Collect every line in the records below that contains the word "gray", and copy each of those lines in full.

— start MATERIAL PROVIDED —

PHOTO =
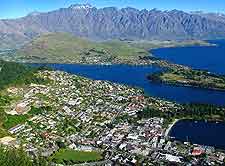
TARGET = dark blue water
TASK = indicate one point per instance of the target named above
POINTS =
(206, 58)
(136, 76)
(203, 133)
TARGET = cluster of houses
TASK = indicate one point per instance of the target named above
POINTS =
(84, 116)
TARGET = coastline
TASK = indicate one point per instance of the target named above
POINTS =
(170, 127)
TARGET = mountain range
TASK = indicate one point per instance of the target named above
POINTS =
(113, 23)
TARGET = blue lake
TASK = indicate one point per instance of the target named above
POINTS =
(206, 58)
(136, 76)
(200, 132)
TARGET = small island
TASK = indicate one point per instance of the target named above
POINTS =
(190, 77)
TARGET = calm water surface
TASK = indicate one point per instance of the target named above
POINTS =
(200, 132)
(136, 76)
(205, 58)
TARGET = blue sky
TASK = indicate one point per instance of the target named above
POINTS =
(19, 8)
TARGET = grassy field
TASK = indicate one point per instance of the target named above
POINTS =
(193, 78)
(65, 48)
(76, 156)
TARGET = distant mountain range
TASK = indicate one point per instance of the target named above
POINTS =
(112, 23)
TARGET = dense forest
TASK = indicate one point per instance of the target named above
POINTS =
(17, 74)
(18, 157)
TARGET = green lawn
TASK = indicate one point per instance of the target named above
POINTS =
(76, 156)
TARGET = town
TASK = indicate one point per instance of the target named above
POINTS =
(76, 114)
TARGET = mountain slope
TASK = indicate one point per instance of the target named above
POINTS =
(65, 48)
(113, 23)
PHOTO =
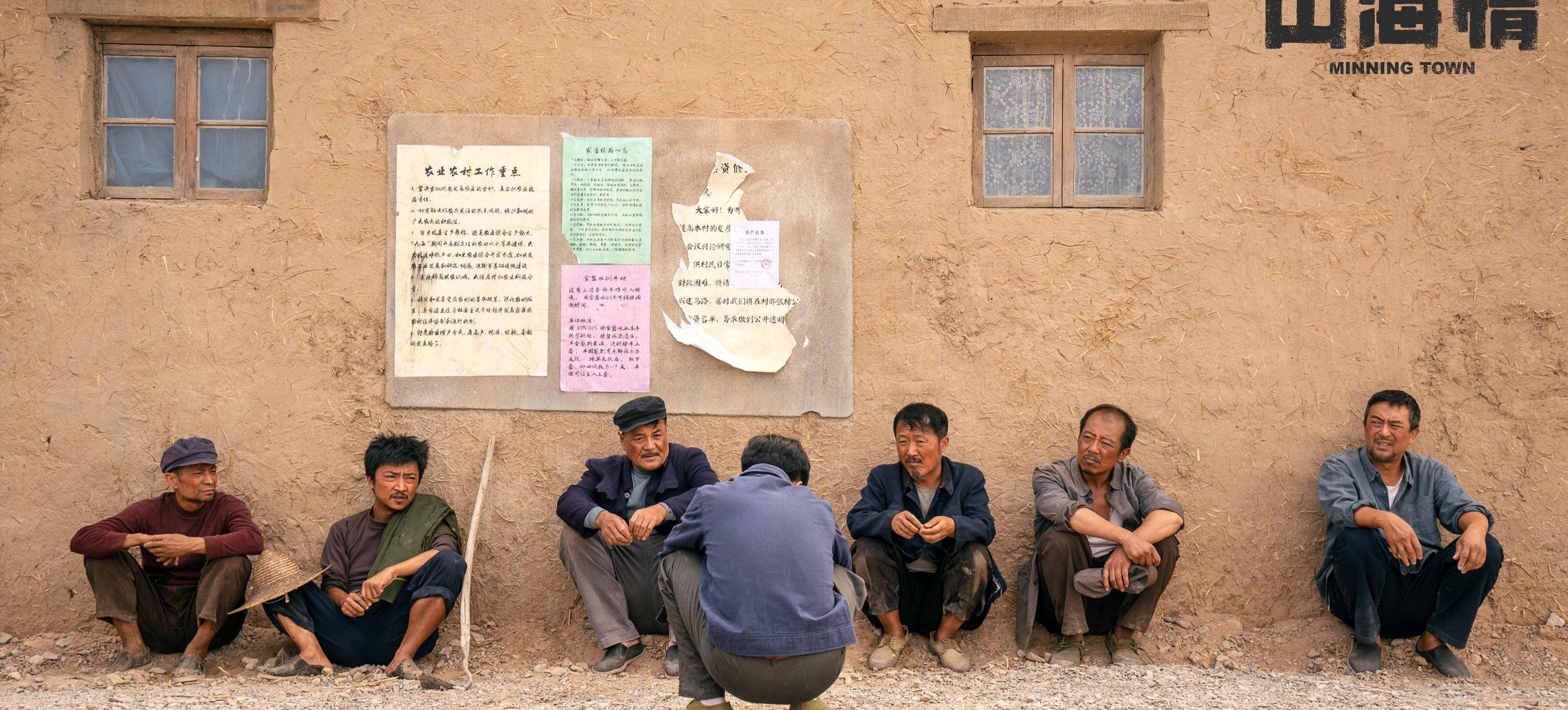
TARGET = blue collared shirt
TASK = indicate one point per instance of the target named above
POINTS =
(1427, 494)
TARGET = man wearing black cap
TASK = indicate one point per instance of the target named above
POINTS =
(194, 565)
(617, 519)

— end MATERIAL PROVIDED —
— start MATERIAL PROVIDED —

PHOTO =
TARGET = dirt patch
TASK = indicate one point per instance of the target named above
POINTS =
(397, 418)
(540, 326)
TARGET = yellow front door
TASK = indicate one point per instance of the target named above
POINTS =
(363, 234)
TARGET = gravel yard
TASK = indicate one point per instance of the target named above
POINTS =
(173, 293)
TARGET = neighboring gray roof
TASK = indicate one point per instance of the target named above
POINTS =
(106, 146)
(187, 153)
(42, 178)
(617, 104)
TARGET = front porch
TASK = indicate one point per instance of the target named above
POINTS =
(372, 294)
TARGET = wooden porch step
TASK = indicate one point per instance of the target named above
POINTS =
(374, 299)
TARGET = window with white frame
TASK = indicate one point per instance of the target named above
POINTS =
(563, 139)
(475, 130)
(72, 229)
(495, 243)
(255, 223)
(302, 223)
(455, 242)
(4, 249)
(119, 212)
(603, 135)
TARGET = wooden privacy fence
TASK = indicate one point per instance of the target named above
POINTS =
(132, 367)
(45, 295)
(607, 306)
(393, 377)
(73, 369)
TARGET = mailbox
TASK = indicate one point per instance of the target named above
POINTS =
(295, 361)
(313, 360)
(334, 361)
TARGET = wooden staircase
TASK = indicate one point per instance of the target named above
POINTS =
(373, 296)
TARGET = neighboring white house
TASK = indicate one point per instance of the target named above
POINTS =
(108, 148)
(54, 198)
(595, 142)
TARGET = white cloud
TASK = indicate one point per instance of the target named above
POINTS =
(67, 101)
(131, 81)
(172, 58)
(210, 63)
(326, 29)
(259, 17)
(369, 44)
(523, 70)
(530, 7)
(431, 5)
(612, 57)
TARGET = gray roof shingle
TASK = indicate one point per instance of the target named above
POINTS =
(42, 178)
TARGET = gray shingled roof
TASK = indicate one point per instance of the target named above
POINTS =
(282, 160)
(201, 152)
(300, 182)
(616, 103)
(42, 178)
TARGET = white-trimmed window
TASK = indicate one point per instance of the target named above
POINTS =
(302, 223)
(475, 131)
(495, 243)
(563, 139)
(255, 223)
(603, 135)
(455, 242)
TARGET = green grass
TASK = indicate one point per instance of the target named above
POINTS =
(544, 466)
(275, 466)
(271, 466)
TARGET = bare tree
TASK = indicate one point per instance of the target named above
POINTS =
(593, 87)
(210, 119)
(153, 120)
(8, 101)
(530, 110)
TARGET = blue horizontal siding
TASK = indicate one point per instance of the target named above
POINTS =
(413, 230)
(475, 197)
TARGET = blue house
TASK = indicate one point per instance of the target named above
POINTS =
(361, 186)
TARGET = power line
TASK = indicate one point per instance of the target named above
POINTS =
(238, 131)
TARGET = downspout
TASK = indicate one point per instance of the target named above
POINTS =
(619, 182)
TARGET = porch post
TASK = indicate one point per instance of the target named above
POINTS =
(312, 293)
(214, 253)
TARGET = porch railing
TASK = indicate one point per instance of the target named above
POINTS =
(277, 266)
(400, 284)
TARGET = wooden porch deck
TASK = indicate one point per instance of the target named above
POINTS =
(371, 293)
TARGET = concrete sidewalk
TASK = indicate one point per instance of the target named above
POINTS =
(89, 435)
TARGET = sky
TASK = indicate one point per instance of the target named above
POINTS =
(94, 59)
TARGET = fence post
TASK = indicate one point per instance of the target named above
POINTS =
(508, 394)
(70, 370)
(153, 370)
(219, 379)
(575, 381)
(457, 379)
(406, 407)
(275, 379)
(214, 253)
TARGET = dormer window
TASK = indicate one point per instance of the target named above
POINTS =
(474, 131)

— end MATERIAL PROVIDED —

▶ **ANSWER TO THE PROBLEM**
TARGET = neighboring gray roof
TARGET = gray roof shingle
TARGET = gray shingled roof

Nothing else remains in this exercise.